*Aim*.
Copy every one of the records below line for line, without changing a single character.

*Extracted material*.
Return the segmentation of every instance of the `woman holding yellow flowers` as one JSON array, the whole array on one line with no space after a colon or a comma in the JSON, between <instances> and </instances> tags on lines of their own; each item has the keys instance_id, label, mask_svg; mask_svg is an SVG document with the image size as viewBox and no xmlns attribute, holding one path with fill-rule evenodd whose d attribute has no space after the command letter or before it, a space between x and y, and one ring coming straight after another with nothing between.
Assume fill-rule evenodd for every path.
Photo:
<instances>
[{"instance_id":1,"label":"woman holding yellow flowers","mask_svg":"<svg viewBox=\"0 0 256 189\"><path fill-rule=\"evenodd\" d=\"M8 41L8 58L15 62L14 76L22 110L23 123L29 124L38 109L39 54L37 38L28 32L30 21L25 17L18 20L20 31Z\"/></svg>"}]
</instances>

*Solution below*.
Return the segmentation of every instance of the `woman holding yellow flowers` as one JSON array, the whole array on one line with no space after a colon or a comma in the JSON, between <instances> and </instances> tags on lines of their own; each item has the keys instance_id, label, mask_svg; mask_svg is an SVG document with the image size as viewBox and no xmlns attribute, holding one path with fill-rule evenodd whose d attribute has no space after the command letter or before it, a space between x and y, and one ring coming straight after another with nothing between.
Assume fill-rule evenodd for every path.
Photo:
<instances>
[{"instance_id":1,"label":"woman holding yellow flowers","mask_svg":"<svg viewBox=\"0 0 256 189\"><path fill-rule=\"evenodd\" d=\"M8 41L8 58L15 62L14 76L22 110L23 123L29 124L38 109L39 54L37 38L28 32L30 21L25 17L18 20L20 31Z\"/></svg>"}]
</instances>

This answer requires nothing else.